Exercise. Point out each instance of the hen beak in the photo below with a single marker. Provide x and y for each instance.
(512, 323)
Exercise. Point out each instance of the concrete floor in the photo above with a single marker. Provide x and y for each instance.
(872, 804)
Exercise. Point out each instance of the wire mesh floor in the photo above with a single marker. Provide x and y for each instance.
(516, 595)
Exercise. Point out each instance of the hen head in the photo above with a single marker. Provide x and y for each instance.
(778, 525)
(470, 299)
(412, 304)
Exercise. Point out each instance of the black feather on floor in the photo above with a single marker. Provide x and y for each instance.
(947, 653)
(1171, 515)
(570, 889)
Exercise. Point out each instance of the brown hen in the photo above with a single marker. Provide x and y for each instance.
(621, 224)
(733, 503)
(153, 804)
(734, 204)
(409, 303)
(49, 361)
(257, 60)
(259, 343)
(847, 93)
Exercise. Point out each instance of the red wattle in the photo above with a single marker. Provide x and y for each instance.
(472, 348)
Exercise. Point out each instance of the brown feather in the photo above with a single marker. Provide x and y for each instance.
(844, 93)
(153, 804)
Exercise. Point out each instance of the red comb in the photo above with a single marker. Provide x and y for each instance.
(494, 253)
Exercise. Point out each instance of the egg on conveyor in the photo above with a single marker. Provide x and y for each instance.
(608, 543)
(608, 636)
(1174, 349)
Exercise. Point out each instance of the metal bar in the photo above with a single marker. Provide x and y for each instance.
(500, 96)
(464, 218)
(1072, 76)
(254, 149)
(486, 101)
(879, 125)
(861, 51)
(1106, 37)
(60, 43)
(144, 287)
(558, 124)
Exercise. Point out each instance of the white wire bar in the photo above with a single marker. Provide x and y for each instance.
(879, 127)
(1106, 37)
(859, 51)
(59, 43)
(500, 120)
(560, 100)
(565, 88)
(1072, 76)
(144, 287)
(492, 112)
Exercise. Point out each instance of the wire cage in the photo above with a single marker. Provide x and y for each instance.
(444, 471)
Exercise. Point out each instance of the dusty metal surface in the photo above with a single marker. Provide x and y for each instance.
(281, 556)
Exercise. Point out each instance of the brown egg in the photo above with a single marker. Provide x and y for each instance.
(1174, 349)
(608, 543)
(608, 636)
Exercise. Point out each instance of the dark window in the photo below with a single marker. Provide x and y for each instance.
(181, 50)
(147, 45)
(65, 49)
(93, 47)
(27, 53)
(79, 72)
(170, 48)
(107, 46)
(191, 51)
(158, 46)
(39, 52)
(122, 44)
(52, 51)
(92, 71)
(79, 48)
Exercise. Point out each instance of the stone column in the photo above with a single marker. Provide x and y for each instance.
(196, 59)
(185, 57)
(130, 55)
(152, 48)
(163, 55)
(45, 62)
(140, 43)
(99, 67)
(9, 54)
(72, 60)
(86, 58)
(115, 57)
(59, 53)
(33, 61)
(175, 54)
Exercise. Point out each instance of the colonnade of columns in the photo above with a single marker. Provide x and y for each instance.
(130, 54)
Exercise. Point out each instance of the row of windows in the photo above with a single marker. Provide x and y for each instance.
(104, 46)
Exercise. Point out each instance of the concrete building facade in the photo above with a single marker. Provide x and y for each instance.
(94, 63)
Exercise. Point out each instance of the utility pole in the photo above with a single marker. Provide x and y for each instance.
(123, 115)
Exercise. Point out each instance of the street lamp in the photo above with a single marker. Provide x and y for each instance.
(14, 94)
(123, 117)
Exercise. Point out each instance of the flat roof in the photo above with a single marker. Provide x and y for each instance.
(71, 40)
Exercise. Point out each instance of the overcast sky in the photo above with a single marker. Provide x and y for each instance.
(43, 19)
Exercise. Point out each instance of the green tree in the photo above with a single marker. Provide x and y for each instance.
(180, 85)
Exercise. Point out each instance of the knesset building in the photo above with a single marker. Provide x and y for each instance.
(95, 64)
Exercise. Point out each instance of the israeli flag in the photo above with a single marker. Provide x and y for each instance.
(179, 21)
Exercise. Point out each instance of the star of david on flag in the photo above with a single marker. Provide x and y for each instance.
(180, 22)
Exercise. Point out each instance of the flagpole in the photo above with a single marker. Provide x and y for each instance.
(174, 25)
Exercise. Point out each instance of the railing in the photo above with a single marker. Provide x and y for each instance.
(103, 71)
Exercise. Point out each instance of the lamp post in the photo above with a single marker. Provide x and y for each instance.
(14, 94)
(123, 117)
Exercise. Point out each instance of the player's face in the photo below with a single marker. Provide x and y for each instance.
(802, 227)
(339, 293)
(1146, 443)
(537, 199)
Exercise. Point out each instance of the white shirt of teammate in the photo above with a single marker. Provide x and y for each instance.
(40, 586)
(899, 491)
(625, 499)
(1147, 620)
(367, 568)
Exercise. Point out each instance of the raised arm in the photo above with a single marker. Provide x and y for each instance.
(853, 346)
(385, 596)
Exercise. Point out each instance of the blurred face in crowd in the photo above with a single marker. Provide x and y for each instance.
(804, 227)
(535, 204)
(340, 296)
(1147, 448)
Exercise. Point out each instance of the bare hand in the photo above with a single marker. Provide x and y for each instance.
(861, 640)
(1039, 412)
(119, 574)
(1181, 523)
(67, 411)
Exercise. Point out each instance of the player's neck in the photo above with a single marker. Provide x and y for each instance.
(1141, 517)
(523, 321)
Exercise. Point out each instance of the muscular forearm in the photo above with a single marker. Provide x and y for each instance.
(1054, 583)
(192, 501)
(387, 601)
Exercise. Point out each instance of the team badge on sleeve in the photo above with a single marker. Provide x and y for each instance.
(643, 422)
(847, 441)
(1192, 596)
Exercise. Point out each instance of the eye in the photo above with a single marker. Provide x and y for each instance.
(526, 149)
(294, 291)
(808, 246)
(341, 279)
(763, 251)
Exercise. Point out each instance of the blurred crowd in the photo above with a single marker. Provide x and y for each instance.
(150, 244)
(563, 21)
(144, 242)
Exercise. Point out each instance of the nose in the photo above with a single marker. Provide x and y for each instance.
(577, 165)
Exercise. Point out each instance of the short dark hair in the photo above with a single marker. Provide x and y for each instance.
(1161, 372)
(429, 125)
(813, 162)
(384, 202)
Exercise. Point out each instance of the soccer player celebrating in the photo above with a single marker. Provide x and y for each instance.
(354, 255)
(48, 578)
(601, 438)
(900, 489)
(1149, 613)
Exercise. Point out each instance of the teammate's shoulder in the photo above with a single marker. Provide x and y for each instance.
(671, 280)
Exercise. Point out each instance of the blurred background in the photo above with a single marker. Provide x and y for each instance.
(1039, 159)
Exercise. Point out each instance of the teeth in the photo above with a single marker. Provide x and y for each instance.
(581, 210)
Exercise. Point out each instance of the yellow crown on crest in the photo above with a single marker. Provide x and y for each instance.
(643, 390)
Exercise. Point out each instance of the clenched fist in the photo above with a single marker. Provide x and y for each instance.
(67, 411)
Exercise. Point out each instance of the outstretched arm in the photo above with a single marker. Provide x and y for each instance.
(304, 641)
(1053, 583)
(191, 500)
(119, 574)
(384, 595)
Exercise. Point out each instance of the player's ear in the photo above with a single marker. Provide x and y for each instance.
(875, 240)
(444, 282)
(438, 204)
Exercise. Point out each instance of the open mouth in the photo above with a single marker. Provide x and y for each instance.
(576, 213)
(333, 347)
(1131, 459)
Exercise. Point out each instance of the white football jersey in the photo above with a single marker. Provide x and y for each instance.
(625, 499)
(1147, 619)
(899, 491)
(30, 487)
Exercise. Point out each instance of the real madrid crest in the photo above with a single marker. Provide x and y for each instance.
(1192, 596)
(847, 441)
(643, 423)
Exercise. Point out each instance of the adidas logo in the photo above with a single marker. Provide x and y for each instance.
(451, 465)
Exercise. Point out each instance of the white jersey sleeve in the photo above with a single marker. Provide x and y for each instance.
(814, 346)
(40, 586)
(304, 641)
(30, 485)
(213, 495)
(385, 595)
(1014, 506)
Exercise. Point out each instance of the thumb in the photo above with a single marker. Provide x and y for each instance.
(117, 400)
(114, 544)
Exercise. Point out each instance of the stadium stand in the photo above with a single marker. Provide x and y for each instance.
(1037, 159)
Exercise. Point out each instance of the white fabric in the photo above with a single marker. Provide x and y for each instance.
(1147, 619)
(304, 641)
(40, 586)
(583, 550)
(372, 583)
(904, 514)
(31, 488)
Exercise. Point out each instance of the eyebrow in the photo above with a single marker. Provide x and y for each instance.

◇ ◇ ◇ ◇ ◇

**Assignment:**
Starting with the line that contains "Exercise. Point out each instance of the stadium", restate every line up to and including the last one above, exactly.

**Solved problem:**
Exercise. Point out each instance of the stadium stand in the photo above with a single marker. Provide x and y for each instance.
(1037, 159)
Exercise. Point out each instance of the white fabric in the photo above with a single marker. Provide x and y for each instance.
(1147, 619)
(304, 641)
(40, 586)
(583, 550)
(372, 583)
(904, 514)
(31, 488)
Exercise. Point out each instance of the eyebrow in the photo above with a single marker. Provide x and y for each instance.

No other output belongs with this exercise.